**Text**
She deserves some credit for recently adding her voice to the chorus of women who are outing sexual abusers, suing a former radio host, David Mueller, who she said groped her during a photo op. But as one writer said, this principled stand doesn’t “fix her flawed feminism.”

TS’s “mean girl” persona extends way beyond her lyrics. With her “girl squad,” she promotes similarly toxic tropes and faux feminism. She has sought to tear down other people publicly—most notably her fellow pop star, Katy Perry. She has manipulated her high-profile spat with Kanye West to play the victim. She’s a snake and people still keep buying into her deceptions. There are lots of strong women and advocates for young people to look up to, but TS is not one of them.

ND: When I was a teenage girl getting groped by my male classmates—and blaming myself—I would have been inspired by TS’s advocacy for sexual assault survivors, as many women and girls are today. Taking the stand in her lawsuit against Mueller, TS was asked how she felt about him being fired after she complained of his groping her. She responded with a powerful retort to the notion that women are to blame for the consequences of their abuse:

I’m not going to allow you or your client make me feel in any way that this is my fault Here we are years later, and I’m being blamed for the unfortunate events of his life that are the product of his decisions—not mine.

OK, she’s competitive—very competitive. Ruthless, even. But she can also be gracious to other women. She sent flowers to the rapper Cardi B when “Bodack Yellow (Money Moves)” knocked TS out of the top spot on Billboard’s Top 100. Cardi B thanked her and admitted to “freaking” loving her music.

TS epitomizes white privilege. Um. OK maybe.

LB: Many have commented on TS’s blatant appropriation of black culture through videos and language, like the word “squad” to describe her manufactured gang (made up mostly of slender white girls). She has made multiple missteps (including her tone-deaf responses in that notorious spat with Nicki Minaj) and been called out for cultural appropriation and insensitivity, but even when she apologizes she refuses to recognize her own privilege. Though she has rejected their adulation, TS is a heroine to white nationalists.

ND: Full disclosure: As a non-white woman, I too have been disappointed with TS for not speaking out politically in the past year. She is one of few people in this world powerful enough to make a huge difference just by issuing a public statement—so what if she loses some of her millions of fans? And she’s not using her position to speak out.

(Referring expression pointing records)
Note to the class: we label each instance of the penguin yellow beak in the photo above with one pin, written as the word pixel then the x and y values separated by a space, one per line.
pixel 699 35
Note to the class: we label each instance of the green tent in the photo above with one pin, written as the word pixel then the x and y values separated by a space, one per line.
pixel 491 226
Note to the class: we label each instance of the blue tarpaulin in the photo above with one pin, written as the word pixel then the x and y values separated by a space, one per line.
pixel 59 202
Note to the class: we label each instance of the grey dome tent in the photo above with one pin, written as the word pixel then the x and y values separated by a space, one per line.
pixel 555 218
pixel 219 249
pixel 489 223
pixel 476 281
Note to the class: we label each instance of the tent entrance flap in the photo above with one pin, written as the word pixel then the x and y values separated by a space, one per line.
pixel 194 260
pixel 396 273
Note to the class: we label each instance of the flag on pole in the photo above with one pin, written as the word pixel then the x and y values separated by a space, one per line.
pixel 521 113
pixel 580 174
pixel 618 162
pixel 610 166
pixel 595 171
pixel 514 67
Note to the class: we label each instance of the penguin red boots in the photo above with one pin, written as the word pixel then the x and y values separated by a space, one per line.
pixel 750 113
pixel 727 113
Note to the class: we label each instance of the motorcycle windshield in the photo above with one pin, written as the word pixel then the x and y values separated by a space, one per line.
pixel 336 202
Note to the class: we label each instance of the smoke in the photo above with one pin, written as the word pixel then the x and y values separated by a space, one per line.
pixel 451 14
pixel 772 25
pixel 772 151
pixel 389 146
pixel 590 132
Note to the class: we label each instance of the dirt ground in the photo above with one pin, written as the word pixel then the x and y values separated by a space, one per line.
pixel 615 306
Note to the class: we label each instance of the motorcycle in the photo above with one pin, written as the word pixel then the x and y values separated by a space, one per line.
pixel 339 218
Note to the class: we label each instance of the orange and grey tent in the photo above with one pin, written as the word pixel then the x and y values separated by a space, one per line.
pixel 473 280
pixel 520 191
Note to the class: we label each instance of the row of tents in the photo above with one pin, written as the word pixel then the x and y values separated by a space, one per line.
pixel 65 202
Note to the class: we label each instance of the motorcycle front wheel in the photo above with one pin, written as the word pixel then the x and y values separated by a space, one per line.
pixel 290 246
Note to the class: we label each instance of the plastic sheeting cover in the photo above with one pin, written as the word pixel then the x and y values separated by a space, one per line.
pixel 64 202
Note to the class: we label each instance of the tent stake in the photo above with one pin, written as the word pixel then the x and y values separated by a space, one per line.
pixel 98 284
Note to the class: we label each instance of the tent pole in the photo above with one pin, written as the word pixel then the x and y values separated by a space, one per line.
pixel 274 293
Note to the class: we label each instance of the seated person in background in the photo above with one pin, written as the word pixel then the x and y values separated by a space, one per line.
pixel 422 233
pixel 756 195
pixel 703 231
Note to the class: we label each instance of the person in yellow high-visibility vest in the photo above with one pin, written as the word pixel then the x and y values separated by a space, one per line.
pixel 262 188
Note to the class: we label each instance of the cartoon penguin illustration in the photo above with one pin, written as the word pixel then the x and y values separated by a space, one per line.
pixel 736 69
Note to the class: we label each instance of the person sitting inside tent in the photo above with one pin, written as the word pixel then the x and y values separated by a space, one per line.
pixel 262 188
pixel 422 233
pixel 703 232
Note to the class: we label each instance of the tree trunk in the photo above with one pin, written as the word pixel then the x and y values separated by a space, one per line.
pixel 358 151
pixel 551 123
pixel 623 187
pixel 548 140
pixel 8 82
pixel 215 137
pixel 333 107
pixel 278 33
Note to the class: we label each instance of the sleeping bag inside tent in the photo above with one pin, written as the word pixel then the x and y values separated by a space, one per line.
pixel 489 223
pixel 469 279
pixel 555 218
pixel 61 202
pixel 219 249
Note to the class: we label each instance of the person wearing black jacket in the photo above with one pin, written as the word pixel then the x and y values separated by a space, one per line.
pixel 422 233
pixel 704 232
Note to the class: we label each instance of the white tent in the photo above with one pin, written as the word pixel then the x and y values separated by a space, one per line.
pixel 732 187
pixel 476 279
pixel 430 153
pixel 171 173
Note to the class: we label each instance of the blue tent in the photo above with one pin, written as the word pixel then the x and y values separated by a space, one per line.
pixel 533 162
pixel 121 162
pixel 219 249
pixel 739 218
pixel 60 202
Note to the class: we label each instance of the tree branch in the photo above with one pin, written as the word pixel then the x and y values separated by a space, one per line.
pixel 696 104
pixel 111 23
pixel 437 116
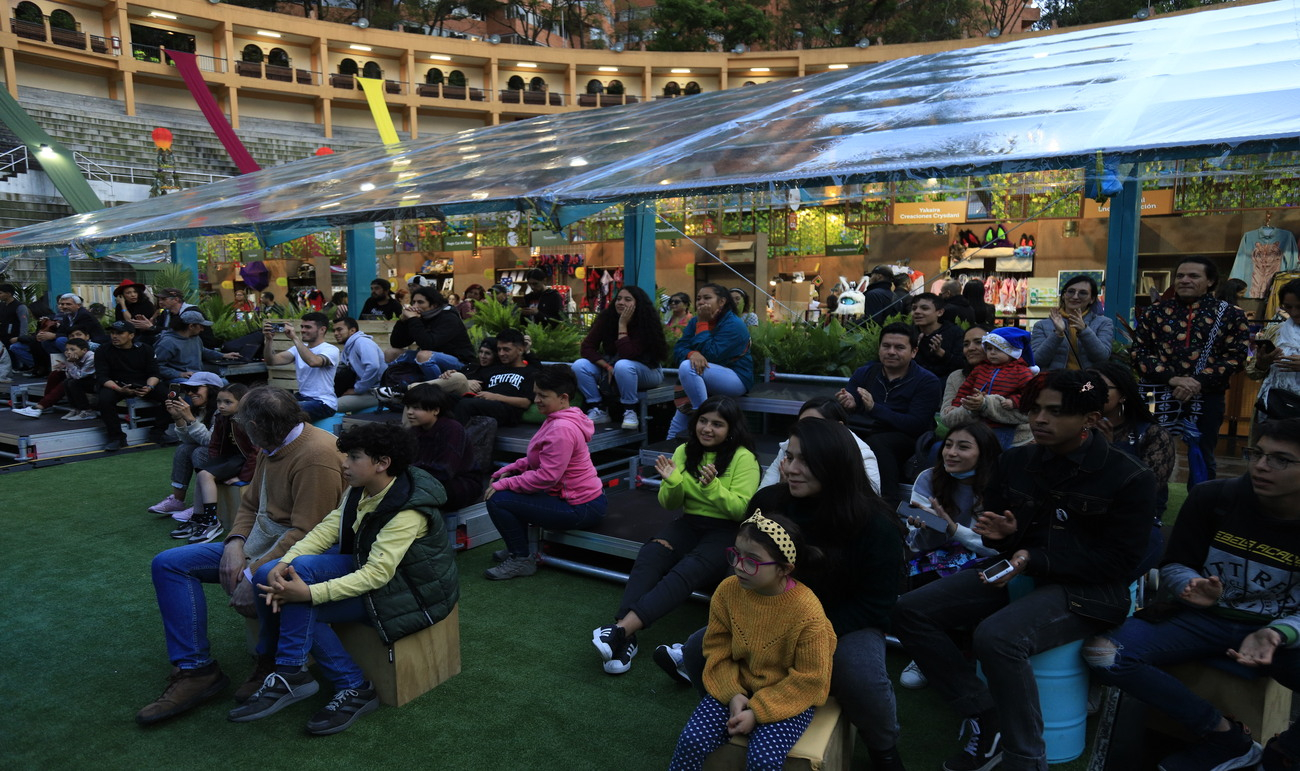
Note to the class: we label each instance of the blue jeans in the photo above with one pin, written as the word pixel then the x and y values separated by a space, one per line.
pixel 629 377
pixel 858 681
pixel 511 514
pixel 716 380
pixel 315 408
pixel 304 628
pixel 178 579
pixel 1192 635
pixel 433 365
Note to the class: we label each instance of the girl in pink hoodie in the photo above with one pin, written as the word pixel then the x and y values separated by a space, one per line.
pixel 553 485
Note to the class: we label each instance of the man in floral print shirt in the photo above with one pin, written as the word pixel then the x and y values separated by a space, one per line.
pixel 1171 337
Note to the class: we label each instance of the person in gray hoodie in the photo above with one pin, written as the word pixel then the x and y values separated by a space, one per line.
pixel 364 359
pixel 180 350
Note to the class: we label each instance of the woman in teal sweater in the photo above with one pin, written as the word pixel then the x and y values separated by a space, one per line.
pixel 711 477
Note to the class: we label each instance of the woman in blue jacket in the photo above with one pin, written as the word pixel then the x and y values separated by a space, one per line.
pixel 713 354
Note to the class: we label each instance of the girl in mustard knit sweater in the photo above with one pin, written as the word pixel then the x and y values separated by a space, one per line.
pixel 767 650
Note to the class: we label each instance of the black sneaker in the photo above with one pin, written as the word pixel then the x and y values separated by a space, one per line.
pixel 671 661
pixel 982 750
pixel 276 693
pixel 343 710
pixel 1218 750
pixel 615 646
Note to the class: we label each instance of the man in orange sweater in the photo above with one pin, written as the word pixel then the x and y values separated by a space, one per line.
pixel 298 480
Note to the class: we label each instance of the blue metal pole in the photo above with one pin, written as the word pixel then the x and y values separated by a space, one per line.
pixel 185 252
pixel 359 247
pixel 638 260
pixel 59 274
pixel 1122 251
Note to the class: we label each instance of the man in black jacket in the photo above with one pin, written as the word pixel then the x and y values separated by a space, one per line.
pixel 126 369
pixel 1073 516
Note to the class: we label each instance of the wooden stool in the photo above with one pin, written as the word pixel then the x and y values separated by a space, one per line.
pixel 1260 702
pixel 414 665
pixel 827 745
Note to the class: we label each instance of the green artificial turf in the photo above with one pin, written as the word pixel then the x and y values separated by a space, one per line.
pixel 82 649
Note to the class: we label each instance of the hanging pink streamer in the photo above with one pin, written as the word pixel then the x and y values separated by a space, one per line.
pixel 189 66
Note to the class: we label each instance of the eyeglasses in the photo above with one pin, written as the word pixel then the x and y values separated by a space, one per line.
pixel 1273 460
pixel 746 564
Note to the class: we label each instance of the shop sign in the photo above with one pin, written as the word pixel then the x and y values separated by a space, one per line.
pixel 456 242
pixel 843 250
pixel 937 211
pixel 549 238
pixel 1153 202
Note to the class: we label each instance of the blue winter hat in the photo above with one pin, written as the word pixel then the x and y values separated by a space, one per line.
pixel 1014 342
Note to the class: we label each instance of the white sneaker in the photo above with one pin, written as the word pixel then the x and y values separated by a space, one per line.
pixel 913 676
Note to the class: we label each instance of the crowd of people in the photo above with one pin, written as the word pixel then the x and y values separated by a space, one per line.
pixel 1012 524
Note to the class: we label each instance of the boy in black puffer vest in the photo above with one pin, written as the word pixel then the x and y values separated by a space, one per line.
pixel 382 555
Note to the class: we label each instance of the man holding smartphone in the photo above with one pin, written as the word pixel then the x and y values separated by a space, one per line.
pixel 1069 514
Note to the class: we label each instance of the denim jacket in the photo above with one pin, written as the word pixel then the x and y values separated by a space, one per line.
pixel 1083 518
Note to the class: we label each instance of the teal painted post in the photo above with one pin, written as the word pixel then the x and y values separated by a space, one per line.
pixel 59 274
pixel 1122 251
pixel 359 247
pixel 185 252
pixel 638 259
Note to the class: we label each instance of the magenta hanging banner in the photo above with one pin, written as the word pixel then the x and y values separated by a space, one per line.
pixel 189 66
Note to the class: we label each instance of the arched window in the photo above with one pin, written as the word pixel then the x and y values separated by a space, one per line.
pixel 29 12
pixel 61 20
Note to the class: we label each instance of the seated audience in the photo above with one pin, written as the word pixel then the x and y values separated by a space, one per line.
pixel 553 485
pixel 711 355
pixel 313 359
pixel 381 557
pixel 891 403
pixel 1075 336
pixel 622 352
pixel 437 329
pixel 442 446
pixel 989 407
pixel 940 345
pixel 711 479
pixel 1230 587
pixel 827 408
pixel 360 367
pixel 1069 512
pixel 299 479
pixel 74 376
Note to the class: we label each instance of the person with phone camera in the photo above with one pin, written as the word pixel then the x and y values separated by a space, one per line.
pixel 1073 516
pixel 941 511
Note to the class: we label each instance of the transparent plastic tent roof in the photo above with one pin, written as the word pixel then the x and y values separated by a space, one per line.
pixel 1187 86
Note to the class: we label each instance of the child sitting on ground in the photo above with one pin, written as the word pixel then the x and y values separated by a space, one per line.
pixel 767 649
pixel 1006 371
pixel 77 367
pixel 381 557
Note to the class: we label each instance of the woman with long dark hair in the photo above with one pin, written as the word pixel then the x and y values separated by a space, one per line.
pixel 711 479
pixel 624 349
pixel 711 355
pixel 826 493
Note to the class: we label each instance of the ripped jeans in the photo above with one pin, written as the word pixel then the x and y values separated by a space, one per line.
pixel 1191 635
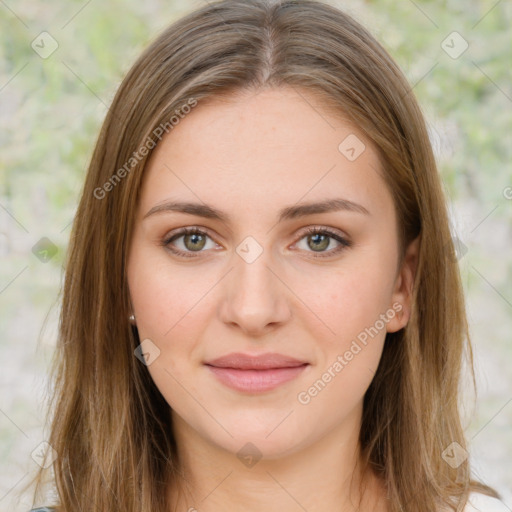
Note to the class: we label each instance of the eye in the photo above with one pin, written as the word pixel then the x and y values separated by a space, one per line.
pixel 319 239
pixel 194 240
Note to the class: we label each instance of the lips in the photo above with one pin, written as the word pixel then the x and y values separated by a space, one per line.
pixel 255 374
pixel 268 361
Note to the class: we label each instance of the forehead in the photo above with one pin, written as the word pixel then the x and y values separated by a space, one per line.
pixel 258 151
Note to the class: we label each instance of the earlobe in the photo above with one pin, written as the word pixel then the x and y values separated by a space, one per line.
pixel 404 285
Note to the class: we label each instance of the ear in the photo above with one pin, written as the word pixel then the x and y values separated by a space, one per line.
pixel 402 293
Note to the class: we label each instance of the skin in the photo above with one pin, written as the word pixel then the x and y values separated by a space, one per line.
pixel 251 155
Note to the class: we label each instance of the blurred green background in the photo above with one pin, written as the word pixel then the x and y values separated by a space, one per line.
pixel 55 89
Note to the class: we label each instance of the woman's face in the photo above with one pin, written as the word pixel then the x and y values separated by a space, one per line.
pixel 251 279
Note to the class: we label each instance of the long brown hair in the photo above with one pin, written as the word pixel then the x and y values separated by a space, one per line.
pixel 110 426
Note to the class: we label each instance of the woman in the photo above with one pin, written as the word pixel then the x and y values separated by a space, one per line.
pixel 262 307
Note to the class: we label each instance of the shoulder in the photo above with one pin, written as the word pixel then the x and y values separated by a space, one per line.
pixel 481 503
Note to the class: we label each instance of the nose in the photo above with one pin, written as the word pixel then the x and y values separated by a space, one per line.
pixel 254 297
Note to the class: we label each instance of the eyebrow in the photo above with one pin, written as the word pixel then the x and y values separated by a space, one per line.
pixel 288 213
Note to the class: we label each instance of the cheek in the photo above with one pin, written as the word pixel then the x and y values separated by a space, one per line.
pixel 346 301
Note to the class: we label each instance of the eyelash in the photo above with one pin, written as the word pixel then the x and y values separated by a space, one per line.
pixel 344 243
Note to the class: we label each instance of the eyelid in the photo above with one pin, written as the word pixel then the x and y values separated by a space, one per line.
pixel 334 233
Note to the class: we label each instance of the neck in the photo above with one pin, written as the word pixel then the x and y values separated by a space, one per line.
pixel 325 476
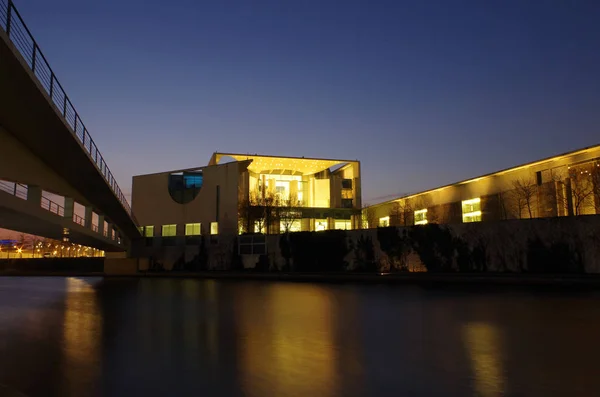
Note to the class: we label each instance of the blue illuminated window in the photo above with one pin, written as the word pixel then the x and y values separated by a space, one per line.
pixel 192 181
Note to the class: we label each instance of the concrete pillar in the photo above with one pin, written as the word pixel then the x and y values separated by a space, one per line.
pixel 69 207
pixel 34 194
pixel 305 225
pixel 88 217
pixel 569 197
pixel 101 224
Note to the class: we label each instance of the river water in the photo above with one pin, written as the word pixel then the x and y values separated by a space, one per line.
pixel 190 337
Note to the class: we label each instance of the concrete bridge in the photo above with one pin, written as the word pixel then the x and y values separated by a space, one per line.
pixel 46 151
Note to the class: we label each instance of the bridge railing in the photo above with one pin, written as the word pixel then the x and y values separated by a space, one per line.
pixel 18 33
pixel 20 191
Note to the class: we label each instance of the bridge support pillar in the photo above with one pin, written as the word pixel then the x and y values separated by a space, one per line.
pixel 101 224
pixel 69 207
pixel 88 217
pixel 34 194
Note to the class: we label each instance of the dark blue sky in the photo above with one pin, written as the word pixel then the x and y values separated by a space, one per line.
pixel 424 93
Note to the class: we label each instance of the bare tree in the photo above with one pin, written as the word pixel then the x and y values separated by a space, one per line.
pixel 523 196
pixel 595 174
pixel 369 218
pixel 582 188
pixel 258 211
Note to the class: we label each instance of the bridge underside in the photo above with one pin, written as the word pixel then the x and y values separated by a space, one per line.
pixel 26 217
pixel 27 113
pixel 49 156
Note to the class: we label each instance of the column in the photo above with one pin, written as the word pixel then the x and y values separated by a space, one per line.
pixel 34 194
pixel 101 224
pixel 88 217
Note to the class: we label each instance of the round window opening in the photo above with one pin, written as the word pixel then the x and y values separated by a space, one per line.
pixel 185 186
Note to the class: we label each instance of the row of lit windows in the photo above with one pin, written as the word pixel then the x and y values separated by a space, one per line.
pixel 320 225
pixel 471 212
pixel 191 229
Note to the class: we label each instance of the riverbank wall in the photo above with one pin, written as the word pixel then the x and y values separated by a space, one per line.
pixel 563 245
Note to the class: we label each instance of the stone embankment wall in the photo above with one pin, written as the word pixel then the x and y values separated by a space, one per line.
pixel 552 245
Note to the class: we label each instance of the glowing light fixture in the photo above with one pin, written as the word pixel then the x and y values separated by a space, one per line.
pixel 421 217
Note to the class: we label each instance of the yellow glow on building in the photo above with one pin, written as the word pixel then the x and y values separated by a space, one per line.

**Work to be completed**
According to the text about TS, state what TS sent to Cardi B and what prompted it.

**Response**
TS sent Cardi B flowers when "Bodack Yellow (Money Moves)" knocked TS out of the top spot on Billboard's Top 100.